> CONSIGNE DE TRAVAIL
Selon l'extrait sur la haute mer, quelle part des océans la haute mer représente-t-elle ?

> EXTRAIT DU DOCUMENT

    La troisième et « dernière » session a finalement été la bonne, ou presque. Les délégués ont finalisé le texte au contenu désormais gelé sur le fond, mais il sera formellement adopté à une date ultérieure après avoir été passé au crible par les services juridiques, et traduit pour être disponible dans les six langues officielles de l’ONU. La commission européenne a salué ce dimanche matin un « moment historique ».

    Un « triomphe » sur la géopolitique

    Le contenu exact du texte n’a pas été publié dans l’immédiat, mais les militants l’ont salué comme étant un tournant décisif pour la protection de la biodiversité. « C’est un jour historique pour la conservation et le signe que dans un monde divisé la protection de la nature et des personnes peut triompher sur la géopolitique », a déclaré Laura Meller, de Greenpeace.

    Après deux semaines d’intenses discussions, dont une session marathon dans la nuit de vendredi à samedi, les délégués ont finalisé un texte qui ne peut désormais plus être modifié de manière significative. « Il n’y aura pas de réouverture ni de discussions de fond » sur ce dossier, a affirmé Rena Lee aux négociateurs.

    Le secrétaire général des Nations unies, Antonio Guterres, a félicité les délégués, selon un de ses porte-parole qui a déclaré que cet accord est une « victoire pour le multilatéralisme et pour les efforts mondiaux visant à contrer les tendances destructrices qui menacent la santé des océans, aujourd’hui et pour les générations à venir ». La haute mer commence où s’arrêtent les zones économiques exclusives des États, à maximum 200 milles nautiques (370 km) des côtes et n’est donc sous la juridiction d’aucun État.

    Longtemps ignorée dans le combat environnemental

    Même si elle représente plus de 60 % des océans et près de la moitié de la planète, elle a longtemps été ignorée dans le combat environnemental, au profit des zones côtières et de quelques espèces emblématiques.

    Avec les progrès de la science, on sait désormais à quel point la protection de ces océans est vitale : ils foisonnent d’une biodiversité souvent microscopique, qui fournit aussi la moitié de l’oxygène que nous respirons et limite le réchauffement climatique, en absorbant une partie importante du CO² émis par les activités humaines.

> MATÉRIEL FOURNI
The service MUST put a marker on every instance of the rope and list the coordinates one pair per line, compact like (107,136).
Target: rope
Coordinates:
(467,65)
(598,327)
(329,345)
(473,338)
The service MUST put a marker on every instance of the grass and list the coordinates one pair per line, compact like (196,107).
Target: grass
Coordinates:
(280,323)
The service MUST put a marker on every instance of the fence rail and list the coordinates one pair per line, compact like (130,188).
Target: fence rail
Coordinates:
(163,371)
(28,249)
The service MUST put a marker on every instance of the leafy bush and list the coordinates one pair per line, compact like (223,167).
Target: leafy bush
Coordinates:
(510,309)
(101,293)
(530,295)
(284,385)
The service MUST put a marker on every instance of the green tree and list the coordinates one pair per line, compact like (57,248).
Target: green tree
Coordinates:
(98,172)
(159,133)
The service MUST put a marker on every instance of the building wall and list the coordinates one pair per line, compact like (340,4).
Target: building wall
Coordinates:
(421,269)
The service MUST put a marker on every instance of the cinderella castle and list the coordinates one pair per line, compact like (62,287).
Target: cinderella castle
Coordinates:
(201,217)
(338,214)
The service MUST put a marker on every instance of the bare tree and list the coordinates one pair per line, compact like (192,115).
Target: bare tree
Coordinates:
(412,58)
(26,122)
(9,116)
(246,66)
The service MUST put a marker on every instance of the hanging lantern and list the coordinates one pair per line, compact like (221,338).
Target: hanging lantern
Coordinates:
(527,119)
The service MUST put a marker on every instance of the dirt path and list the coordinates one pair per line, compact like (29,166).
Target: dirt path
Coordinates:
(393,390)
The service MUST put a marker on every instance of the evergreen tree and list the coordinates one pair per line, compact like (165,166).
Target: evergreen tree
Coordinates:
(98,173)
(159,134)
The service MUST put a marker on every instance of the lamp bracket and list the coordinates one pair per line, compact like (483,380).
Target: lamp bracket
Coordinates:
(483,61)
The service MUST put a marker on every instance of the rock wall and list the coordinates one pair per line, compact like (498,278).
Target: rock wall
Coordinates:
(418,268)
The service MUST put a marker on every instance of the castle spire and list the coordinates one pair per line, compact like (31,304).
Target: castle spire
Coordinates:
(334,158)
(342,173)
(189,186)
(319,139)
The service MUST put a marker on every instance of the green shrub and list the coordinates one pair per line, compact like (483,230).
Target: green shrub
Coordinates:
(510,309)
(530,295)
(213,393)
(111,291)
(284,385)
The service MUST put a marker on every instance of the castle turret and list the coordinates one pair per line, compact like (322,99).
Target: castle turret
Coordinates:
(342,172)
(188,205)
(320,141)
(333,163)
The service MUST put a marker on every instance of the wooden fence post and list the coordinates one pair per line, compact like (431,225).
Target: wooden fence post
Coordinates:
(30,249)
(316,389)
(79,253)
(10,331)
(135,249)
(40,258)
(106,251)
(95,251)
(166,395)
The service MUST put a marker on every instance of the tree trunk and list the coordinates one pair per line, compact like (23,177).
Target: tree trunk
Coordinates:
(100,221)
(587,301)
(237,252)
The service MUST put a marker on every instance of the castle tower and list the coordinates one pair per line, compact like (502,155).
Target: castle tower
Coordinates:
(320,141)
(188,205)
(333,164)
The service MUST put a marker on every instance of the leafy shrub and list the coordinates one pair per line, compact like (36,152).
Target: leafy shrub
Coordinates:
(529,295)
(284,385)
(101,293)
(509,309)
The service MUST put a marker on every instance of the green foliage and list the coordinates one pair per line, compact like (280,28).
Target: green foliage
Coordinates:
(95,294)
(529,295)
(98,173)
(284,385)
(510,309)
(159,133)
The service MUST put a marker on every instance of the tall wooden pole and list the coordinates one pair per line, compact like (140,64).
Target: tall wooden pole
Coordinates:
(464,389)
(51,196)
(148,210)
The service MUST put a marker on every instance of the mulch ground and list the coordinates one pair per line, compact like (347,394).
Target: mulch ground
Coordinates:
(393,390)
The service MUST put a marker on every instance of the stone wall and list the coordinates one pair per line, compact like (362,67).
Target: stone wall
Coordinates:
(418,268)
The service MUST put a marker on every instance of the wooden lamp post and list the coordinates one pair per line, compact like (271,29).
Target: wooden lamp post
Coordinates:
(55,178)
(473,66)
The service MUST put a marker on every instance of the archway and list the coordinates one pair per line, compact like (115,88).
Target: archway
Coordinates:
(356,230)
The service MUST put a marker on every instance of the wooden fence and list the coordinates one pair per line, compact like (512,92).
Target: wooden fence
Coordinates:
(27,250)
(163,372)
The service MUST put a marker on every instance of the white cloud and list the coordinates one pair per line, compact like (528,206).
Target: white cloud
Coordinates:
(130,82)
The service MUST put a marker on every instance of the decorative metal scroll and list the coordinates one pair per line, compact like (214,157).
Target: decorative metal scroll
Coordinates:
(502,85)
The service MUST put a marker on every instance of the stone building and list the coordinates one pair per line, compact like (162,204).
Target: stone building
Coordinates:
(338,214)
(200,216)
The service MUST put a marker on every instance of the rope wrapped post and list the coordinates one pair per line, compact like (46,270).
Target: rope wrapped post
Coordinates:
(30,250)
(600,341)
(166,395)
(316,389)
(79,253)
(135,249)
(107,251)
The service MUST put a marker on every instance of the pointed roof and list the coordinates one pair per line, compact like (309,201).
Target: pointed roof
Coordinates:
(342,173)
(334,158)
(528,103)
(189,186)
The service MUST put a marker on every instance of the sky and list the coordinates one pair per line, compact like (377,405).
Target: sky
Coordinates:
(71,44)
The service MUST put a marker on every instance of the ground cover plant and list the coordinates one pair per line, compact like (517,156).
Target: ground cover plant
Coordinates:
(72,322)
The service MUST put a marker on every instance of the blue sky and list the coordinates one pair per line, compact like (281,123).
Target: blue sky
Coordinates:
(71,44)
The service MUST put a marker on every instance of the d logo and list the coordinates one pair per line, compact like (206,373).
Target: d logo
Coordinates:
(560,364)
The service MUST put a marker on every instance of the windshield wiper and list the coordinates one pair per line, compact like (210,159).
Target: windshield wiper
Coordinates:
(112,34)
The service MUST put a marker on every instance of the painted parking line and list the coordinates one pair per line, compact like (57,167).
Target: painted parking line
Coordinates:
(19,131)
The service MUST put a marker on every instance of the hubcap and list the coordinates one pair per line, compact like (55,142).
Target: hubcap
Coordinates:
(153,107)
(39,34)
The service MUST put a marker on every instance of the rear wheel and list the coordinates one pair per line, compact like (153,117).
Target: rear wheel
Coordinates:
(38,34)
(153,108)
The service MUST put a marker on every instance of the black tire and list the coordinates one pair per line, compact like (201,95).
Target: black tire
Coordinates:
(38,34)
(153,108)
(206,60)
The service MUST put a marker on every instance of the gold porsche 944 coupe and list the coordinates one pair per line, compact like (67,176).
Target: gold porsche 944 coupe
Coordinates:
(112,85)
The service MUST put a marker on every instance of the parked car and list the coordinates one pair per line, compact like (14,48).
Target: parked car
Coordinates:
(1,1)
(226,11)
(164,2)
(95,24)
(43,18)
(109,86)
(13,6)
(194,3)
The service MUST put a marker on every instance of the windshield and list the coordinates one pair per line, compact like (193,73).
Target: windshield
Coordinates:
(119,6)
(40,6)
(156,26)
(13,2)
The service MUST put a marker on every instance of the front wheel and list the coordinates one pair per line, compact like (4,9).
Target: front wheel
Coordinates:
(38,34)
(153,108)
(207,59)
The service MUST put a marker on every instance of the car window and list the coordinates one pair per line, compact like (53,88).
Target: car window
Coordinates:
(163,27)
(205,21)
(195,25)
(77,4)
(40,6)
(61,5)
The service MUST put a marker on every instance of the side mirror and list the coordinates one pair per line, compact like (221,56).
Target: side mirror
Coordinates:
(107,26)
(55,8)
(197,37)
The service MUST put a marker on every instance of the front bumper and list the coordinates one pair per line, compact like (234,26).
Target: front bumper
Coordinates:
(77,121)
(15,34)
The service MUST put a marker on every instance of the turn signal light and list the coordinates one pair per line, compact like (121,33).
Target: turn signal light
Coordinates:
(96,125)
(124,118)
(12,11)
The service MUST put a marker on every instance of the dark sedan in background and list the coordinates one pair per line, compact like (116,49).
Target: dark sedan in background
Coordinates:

> RÉPONSE
Plus de 60 % des océans.